--- BEGIN RECORDS SHOWN ---
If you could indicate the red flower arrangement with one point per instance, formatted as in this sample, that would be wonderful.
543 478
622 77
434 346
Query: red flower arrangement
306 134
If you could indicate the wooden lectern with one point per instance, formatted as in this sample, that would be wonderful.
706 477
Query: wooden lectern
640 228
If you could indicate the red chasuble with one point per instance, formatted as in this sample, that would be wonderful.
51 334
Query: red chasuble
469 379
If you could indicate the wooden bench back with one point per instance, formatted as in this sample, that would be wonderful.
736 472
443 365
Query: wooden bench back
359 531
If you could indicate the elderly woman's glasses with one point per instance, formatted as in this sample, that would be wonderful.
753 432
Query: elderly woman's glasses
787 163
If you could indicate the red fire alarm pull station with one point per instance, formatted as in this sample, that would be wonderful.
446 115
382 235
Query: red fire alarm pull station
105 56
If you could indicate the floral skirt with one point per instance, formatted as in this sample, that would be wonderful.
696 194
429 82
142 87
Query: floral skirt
--- END RECORDS SHOWN ---
= OBJECTIVE =
Type out all of the material again, word for word.

= WRITTEN ANSWER =
If you could indicate the red flower arrangement with one point per instance, formatted as in this sample, that would be wonderful.
543 478
622 77
434 346
Query: red flower arrangement
306 134
If you could indicate the wooden lectern with one point per instance, formatted as in this sample, that would be wonderful.
706 477
Query: wooden lectern
640 228
If you could indicate the red chasuble with one point per instance, formatted as in this sample, that would be wonderful.
51 334
Query: red chasuble
469 379
If you could indicate the wooden bench back with one point per instance, formatted as in this sample, that would be wonderful.
736 472
443 365
Query: wooden bench back
359 531
If you could indicate the elderly woman's glasses with one point per instance, formatted as in this sample, that would be wonderful.
753 432
Query: elderly woman's glasses
787 163
If you could indicate the red fire alarm pull station with one point per instance, formatted as in this sample, that would be wonderful.
446 115
382 235
Query: red fire alarm pull station
105 56
If you could indicate the floral skirt with one point per instance, formatted as in this sample, that would be wonderful.
696 194
429 82
142 87
Query: floral skirt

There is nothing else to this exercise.